(Page excerpt):

+ + +

Sunday, September 27, 2009
Marr's raising of this unsubstantiated rumour gives it, perhaps incorrectly, credibility. True or not, asking something like this invades the personal privacy that even the prime minister has a right to.
It will fuel reporting in Monday's press about whether Brown is losing control of his health together with the country. I'm sure may will speculate about whether there really is credence in the rumours by analysing every Brown mannerism for signs of weakness. Judging by the serious comments at The Times most agree that with this line of questioning Marr was overstepping the mark.
Friday, September 25, 2009
Thursday, September 24, 2009
As our third party there is no chance of Clegg leading the country. Even with electoral reform Clegg would stand no chance of leading the country. Why Kennedy, Campbell and Clegg feel the need to pretend nobody will notice their fantasy and claim that they will become PM seems preposterous. The Lib Dem members in the conference hall this week applauded Clegg's delusional claims. Surely they cannot all be that stupid?
After discussing the 'point' of the Lib Dems on Five Live on Monday, it became clear that the Lib Dems felt they were not taken seriously enough. If their leaders make such preposterous claims is it any wonder?

+ + +

Free-text object descriptions

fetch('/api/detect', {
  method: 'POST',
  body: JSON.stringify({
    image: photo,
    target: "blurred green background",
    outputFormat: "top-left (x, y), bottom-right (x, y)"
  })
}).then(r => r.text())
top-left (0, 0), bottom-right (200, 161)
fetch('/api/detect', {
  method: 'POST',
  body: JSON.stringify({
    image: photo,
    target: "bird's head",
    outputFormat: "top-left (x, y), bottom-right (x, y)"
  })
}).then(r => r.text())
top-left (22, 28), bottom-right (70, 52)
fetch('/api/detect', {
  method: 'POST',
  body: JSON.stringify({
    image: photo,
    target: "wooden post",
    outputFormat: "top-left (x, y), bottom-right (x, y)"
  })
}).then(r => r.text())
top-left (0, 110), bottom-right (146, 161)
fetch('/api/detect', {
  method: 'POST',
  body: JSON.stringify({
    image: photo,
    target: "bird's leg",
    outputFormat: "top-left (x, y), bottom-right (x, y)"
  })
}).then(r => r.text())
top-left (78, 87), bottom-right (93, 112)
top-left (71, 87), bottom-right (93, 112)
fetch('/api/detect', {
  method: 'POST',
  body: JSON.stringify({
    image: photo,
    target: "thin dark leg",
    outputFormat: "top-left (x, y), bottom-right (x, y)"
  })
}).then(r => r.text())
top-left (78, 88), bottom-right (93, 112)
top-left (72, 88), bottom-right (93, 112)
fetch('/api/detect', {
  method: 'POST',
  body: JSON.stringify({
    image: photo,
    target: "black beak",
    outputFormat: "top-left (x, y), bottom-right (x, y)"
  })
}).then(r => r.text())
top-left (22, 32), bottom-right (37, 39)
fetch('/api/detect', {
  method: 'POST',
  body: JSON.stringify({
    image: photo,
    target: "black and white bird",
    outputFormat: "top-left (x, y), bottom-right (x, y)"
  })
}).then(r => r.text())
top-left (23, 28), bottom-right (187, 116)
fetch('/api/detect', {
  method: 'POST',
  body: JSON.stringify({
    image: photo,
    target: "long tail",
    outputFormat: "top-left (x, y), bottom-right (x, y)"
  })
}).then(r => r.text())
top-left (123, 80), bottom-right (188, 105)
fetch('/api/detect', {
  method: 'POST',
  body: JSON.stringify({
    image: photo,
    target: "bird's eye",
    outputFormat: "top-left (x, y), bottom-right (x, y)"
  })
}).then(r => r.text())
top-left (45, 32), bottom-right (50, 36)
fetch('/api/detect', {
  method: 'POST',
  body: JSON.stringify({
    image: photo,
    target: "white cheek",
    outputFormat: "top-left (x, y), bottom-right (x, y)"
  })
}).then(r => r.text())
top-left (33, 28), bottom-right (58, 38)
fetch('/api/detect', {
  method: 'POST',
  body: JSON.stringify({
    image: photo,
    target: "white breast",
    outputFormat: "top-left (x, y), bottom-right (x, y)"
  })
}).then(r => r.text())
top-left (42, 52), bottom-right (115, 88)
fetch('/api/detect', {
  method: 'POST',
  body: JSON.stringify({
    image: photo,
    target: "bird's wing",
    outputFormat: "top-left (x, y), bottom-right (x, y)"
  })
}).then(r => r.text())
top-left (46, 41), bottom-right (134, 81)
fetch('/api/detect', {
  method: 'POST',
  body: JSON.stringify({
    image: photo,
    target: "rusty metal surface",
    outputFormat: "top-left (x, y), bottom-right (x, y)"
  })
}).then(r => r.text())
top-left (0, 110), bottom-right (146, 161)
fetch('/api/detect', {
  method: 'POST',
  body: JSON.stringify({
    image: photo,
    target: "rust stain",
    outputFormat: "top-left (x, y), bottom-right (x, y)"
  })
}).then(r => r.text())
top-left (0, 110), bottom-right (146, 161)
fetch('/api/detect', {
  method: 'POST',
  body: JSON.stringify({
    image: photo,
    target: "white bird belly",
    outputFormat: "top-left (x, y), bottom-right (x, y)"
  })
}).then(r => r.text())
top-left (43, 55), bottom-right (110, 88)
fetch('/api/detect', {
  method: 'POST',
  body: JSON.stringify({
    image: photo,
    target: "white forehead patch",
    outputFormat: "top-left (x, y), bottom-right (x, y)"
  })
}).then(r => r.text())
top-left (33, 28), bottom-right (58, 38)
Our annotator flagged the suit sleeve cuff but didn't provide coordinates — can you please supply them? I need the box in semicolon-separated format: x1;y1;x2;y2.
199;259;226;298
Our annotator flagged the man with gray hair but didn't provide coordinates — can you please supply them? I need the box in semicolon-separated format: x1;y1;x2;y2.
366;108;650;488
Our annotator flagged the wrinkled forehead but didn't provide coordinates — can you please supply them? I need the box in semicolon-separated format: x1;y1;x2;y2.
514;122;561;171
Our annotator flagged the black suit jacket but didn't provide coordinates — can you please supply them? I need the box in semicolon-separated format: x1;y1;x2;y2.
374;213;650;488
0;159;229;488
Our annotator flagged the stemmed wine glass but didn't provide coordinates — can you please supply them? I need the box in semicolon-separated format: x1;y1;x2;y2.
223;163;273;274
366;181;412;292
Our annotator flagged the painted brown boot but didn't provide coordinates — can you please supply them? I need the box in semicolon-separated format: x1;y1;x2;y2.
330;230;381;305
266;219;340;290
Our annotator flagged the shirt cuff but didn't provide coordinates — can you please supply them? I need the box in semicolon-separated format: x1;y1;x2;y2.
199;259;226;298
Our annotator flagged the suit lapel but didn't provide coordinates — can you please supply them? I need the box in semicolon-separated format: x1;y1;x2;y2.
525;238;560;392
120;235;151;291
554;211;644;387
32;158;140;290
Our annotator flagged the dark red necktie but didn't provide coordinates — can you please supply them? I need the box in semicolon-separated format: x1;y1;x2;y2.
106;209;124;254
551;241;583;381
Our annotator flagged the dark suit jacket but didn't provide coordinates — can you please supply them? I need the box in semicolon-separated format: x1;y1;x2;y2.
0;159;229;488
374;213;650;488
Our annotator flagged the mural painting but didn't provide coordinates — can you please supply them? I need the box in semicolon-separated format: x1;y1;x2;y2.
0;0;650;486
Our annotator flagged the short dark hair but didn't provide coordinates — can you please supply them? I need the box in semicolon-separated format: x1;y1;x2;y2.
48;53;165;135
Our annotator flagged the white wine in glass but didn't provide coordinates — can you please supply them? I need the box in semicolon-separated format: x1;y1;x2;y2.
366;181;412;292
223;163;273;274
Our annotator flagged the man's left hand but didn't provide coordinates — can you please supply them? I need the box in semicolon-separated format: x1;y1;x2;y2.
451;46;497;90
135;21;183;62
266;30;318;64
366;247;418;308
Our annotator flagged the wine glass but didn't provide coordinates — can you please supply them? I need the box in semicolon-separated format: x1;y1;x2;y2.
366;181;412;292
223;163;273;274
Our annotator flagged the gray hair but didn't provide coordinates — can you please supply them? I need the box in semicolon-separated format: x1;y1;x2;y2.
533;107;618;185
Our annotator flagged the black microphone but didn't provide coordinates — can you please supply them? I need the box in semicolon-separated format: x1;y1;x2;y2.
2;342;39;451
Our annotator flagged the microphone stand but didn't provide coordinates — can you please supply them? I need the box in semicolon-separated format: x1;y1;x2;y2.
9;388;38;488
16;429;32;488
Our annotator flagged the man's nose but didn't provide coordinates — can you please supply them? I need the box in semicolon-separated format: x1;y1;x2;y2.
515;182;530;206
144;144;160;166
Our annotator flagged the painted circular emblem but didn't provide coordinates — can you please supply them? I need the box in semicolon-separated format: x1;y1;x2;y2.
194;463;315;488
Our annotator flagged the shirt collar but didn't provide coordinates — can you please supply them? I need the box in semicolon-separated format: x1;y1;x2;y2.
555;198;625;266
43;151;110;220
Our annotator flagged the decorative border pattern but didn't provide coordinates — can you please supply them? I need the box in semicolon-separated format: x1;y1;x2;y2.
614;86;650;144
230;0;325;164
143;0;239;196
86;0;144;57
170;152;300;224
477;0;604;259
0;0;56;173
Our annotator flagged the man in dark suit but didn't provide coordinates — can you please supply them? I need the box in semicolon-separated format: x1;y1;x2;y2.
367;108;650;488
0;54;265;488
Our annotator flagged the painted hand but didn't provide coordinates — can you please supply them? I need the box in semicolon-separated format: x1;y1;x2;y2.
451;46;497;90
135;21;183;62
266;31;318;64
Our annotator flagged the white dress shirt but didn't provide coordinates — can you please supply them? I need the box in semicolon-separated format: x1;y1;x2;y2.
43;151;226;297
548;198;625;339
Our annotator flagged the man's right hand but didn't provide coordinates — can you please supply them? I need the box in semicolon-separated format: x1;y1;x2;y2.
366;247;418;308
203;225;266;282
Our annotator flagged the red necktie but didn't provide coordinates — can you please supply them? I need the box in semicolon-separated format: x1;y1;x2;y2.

+ + +

(Task list):
(a) Reproduce the part of the blog excerpt on British politics that starts at "Sunday, September 27, 2009" and ends at "overstepping the mark.".
(b) Write the next part of the blog excerpt on British politics, picking up after its final sentence.

(Expected outputs):
(a)
Sunday, September 27, 2009
Marr's raising of this unsubstantiated rumour gives it, perhaps incorrectly, credibility. True or not, asking something like this invades the personal privacy that even the prime minister has a right to.
It will fuel reporting in Monday's press about whether Brown is losing control of his health together with the country. I'm sure may will speculate about whether there really is credence in the rumours by analysing every Brown mannerism for signs of weakness. Judging by the serious comments at The Times most agree that with this line of questioning Marr was overstepping the mark.

(b)
Tuesday, September 22, 2009
Last night's Five Live debate didn't throw up any answers for the Lib Dems. Only questions. Voters don't seem to really understand what the party stands for. This is no surprise when the public face of the party nationally is multi-faceted and when many peoples' local experience of them varies so greatly. Social democrats in South West London where they profit from the anti-Tory vote and soft conservatives in the South West of England where they fight the Tories on their own platform.
There is a role for a third party in British politics, though Clegg's Lib Dems are yet to fill that and don't look likely to.
Monday, September 21, 2009
The Lib Dems have always struggled to define a single, clear purpose. Are they the party of opposition - to both left and right? Are they the party of radical ideas? Are they the party of social democracy or the libertarianism?
Today's policy announcement that Lib Dems would tax properties valued over £1m, to take the poor out of income tax, is both radical and socialist. Nick Clegg's constant assertions that "savage" cuts are needed to the public sector is lthat expected of a traditional liberal - today mostly found in the Tory party.
Within the last 24 hours these two events have shown that the Lib Dems are still facing in two directions. Which one the public gets to hear from depends on which Lib Dem voice is speaking. Former Labour Party adviser Vince Cable or the remarkably Tory sounding Nick Clegg. The Lib Dems are still in the shadow of their late 1980s formation from two very different political parites - the SDP and the Liberal Party. Cable and Clegg are each from these different arms.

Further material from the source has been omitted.